▶ SOURCE EXTRACT

In [1]:
import cell2cell as c2c
import scanpy as sc
import scanorama as sm
import scvi

import numpy as np
import pandas as pd

from tqdm.auto import tqdm

import os

Global seed set to 0


# Load Data

In [2]:
data_folder = '../data/'

In [3]:
output_folder = './outputs/'
if not os.path.isdir(output_folder):
        os.mkdir(output_folder)

**scRNA-seq**

In [4]:
rna_folder = data_folder + 'COVID-19/'
rna_directory = os.fsencode(rna_folder)

In [5]:
data = dict()
for file in os.listdir(rna_directory):
    filename = os.fsdecode(file)
    if filename.endswith(".h5"): 
        print(filename)
        basename = os.path.basename(filename)
        sample = basename.split('_')[1]
        data[sample] = sc.read_10x_h5(rna_folder + filename)
    else:
        continue

GSM4475051_C148_filtered_feature_bc_matrix.h5


Variable names are not unique. To make them unique, call `.var_names_make_unique`.
Variable names are not unique. To make them unique, call `.var_names_make_unique`.


GSM4475050_C100_filtered_feature_bc_matrix.h5


Variable names are not unique. To make them unique, call `.var_names_make_unique`.
Variable names are not unique. To make them unique, call `.var_names_make_unique`.


GSM4339770_C142_filtered_feature_bc_matrix.h5


Variable names are not unique. To make them unique, call `.var_names_make_unique`.
Variable names are not unique. To make them unique, call `.var_names_make_unique`.


GSM4475048_C51_filtered_feature_bc_matrix.h5


Variable names are not unique. To make them unique, call `.var_names_make_unique`.
Variable names are not unique. To make them unique, call `.var_names_make_unique`.


GSM4339774_C146_filtered_feature_bc_matrix.h5


Variable names are not unique. To make them unique, call `.var_names_make_unique`.
Variable names are not unique. To make them unique, call `.var_names_make_unique`.


GSM4475049_C52_filtered_feature_bc_matrix.h5


Variable names are not unique. To make them unique, call `.var_names_make_unique`.

▶ GIVEN DATA
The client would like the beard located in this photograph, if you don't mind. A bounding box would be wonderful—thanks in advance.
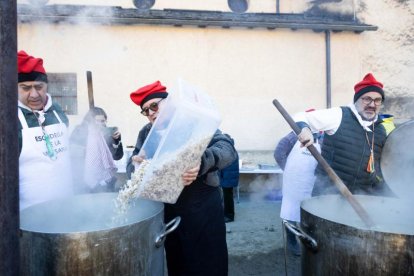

▶ WHAT IS NEEDED
From the cell2cell notebook above, print the span between "for file in" and "sc.read_10x_h5(rna_folder + filename)", inclusive, reproducing it verbatim.

▶ RESPONSE TO THE EXERCISE
for file in os.listdir(rna_directory):
    filename = os.fsdecode(file)
    if filename.endswith(".h5"): 
        print(filename)
        basename = os.path.basename(filename)
        sample = basename.split('_')[1]
        data[sample] = sc.read_10x_h5(rna_folder + filename)